The most common aggregation confusion in SQL interviews
Interviewers love asking: "Show me each employee's salary alongside the average salary for
their department." Most candidates reach for GROUP BY and immediately hit a wall — you
can't do it with GROUP BY alone. The answer is a window function, and understanding
exactly why reveals the core difference between the two approaches.
The fundamental difference in one sentence
GROUP BY collapses rows — output has fewer rows than input. A window function
annotates rows — output has the same number of rows as input, with an extra computed
column.
Quick-reference comparison
GROUP BY aggregate | Window function (OVER) | |
|---|---|---|
| Output rows | One per group | Same count as input |
| Detail columns | Only grouping columns | All original columns kept |
| Can compare row to group? | No — detail is gone | Yes — both values on each row |
Requires OVER clause? | No | Yes |
Requires GROUP BY? | Yes | No |
Can use HAVING? | Yes — filter after aggregation | No — use WHERE in a subquery/CTE |
| Ranking support? | No | Yes — ROW_NUMBER, RANK, DENSE_RANK |
| Running totals? | No | Yes — with ORDER BY in OVER |
| Moving averages? | No | Yes — with frame clause |
| Best for | Summary reports, aggregated output | Row-level analysis with group context |
GROUP BY — collapsing rows into summaries
GROUP BY is the right tool when the output should be one row per group — you want
the summary, not the detail.
• • • • •
▸ Stated exercise 1:
List the ranking functions named in the SQL aggregation page.

(Some records)
• • • • •
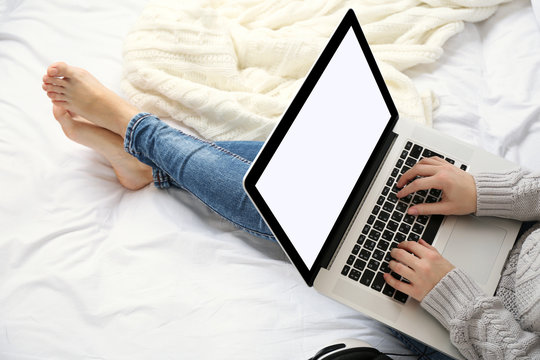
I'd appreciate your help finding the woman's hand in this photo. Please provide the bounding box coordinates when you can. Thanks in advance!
[384,239,454,301]
[397,156,476,215]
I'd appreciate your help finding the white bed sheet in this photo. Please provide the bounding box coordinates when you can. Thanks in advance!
[0,0,540,359]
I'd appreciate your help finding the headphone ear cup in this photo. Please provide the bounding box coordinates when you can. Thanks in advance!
[324,347,392,360]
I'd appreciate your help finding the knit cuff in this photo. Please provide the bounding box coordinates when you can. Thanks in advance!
[474,171,516,218]
[420,268,485,329]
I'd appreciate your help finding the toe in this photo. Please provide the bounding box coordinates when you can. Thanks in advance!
[47,62,71,77]
[53,105,77,141]
[47,91,67,101]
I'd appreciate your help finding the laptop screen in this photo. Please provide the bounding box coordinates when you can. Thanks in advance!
[255,28,391,268]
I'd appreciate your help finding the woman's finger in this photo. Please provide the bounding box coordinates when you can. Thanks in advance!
[384,273,413,295]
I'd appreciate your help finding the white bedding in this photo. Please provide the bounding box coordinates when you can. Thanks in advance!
[0,0,540,359]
• • • • •
▸ Stated exercise 2:
Recast the entries as a two-column CSV with the columns request and answer, starting with the line with "I'd appreciate your help finding the white bed sheet" and going on through the end of the entries. Give one row per request, with each value in its own quoted field and line breaks turned into spaces.

▸ Task output 1:
ROW_NUMBER, RANK, DENSE_RANK

▸ Task output 2:
request,answer
"I'd appreciate your help finding the white bed sheet in this photo. Please provide the bounding box coordinates when you can. Thanks in advance!","[0,0,540,359]"
"I'd appreciate your help finding the headphone ear cup in this photo. Please provide the bounding box coordinates when you can. Thanks in advance!","[324,347,392,360]"
"I'd appreciate your help finding the knit cuff in this photo. Please provide the bounding box coordinates when you can. Thanks in advance!","[474,171,516,218] [420,268,485,329]"
"I'd appreciate your help finding the toe in this photo. Please provide the bounding box coordinates when you can. Thanks in advance!","[47,62,71,77] [53,105,77,141] [47,91,67,101]"
"I'd appreciate your help finding the laptop screen in this photo. Please provide the bounding box coordinates when you can. Thanks in advance!","[255,28,391,268]"
"I'd appreciate your help finding the woman's finger in this photo. Please provide the bounding box coordinates when you can. Thanks in advance!","[384,273,413,295]"
"I'd appreciate your help finding the white bedding in this photo. Please provide the bounding box coordinates when you can. Thanks in advance!","[0,0,540,359]"